Movimentos assinam nota de apoio a defensores de direitos humanos

“Nós, abaixo assinado, vimos expressar o nosso apoio a José Batista Gonçalves Afonso e Raimundo Nonato Santos da Silva, injustamente condenados pela Justiça na última semana. Em sentença proferida no dia 12 de junho, o Juiz da Justiça Federal de Marabá, Carlos Henrique Haddad, condenou os dois defensores dos direitos humanos a uma pena de dois anos e cinco meses de prisão.

Solidarizamos-nos com os dois não só porque Batista é advogado da Comissão Pastoral da Terra (CPT) de Marabá, membro da coordenação nacional da CPT e militante histórico na defesa dos direitos humanos, especialmente de camponeses, trabalhadores e trabalhadoras rurais, e Raimundo Nonato é líder sindical e ex-coordenador regional da Federação dos Trabalhadores na Agricultura (FETAGRI), ambos no Estado do Pará.

Repudiamos essa sentença porque se trata de uma condenação iminentemente política e está no bojo de ações articuladas de criminalização dos movimentos sociais e suas lideranças. Se não vejamos:

– O fato que originou o processo aconteceu em 04 de abril de 1999. Inconformados com a lentidão do INCRA no assentamento de famílias acampadas e com a precariedade dos assentamentos existentes, mais de 10 mil trabalhadores rurais do sul e sudeste do Pará montaram acampamento em frente ao órgão em Marabá.

– Após 20 dias acampados, os trabalhadores foram recebidos pelo governo que decidiu negociar a pauta de reivindicação. A reunião acontecia no auditório do INCRA com 120 lideranças de associações e sindicatos, representantes da FETAGRI, da CONTAG, do MST e da CPT.

Tarefa solicitada A
Segundo a nota de apoio, qual foi a pena imposta aos dois defensores de direitos humanos?
Tarefa solicitada B
Por favor, transcreva da nota de apoio o trecho que começa com as palavras "Repudiamos essa sentença" e termina com "órgão em Marabá.".
Tarefa solicitada C
Dê continuidade à nota de apoio aos defensores de direitos humanos a partir do ponto em que ela para.
As linhas não têm relação com a nota de apoio.

Dados registrados
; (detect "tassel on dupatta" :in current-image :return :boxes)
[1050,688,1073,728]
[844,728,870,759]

* * *

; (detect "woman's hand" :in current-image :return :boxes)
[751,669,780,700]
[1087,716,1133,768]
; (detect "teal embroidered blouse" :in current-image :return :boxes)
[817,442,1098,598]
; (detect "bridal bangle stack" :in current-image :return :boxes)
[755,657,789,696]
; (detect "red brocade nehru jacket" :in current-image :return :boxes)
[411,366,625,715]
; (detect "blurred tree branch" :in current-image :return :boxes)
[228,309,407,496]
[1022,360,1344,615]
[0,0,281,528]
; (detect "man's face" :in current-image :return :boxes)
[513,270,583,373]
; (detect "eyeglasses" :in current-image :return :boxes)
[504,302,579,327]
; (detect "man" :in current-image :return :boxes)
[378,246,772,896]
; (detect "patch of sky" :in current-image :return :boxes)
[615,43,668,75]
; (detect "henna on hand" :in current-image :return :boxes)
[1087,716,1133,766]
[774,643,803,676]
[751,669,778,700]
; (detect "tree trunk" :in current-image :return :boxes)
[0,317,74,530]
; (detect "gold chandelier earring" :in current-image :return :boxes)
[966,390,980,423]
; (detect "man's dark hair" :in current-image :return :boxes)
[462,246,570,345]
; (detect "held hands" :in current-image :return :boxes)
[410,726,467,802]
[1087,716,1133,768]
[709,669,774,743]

Resultado da tarefa A
Dois anos e cinco meses de prisão.

Resultado da tarefa B
Repudiamos essa sentença porque se trata de uma condenação iminentemente política e está no bojo de ações articuladas de criminalização dos movimentos sociais e suas lideranças. Se não vejamos:

– O fato que originou o processo aconteceu em 04 de abril de 1999. Inconformados com a lentidão do INCRA no assentamento de famílias acampadas e com a precariedade dos assentamentos existentes, mais de 10 mil trabalhadores rurais do sul e sudeste do Pará montaram acampamento em frente ao órgão em Marabá.

Resultado da tarefa C
– A multidão ficou do lado de fora da sede do INCRA aguardando o resultado das negociações. Por volta das 22 horas, sem resposta, cansado e faminto, o povo perdeu a paciência e entrou nas dependências do INCRA, ficando em volta do auditório e impedindo a saída da equipe de negociação do prédio durante o resto da noite e início da manhã do dia seguinte.

– O advogado José Batista, que fazia seu papel de assessor nas negociações, se retirou do prédio logo após a ocupação em companhia de Manoel de Serra, presidente da CONTAG, e Isidoro Revers, coordenador nacional da CPT à época, para tentar mediar o conflito.

– Por essa atitude, foi processado, junto com várias outras lideranças, sendo acusado de ter impedido a equipe do INCRA de sair do prédio.

– Em abril de 2002, o Ministério Público propôs suspensão do processo, mediante pagamento de seis cestas básicas por cada um dos acusados e comparecimento mensal à Justiça Federal, o que foi aceito por José Batista e demais acusados.

– Cumpridas as condições impostas no processo, no momento do MPF requerer a extinção do mesmo, outro juiz (Francisco Garcês Júnior) assumiu a vara federal de Marabá e, sem nenhum fato novo, sem ouvir o MPF, anulou todas as decisões do seu antecessor e determinou o seguimento dos processos contra Batista e Nonato, resultando na condenação.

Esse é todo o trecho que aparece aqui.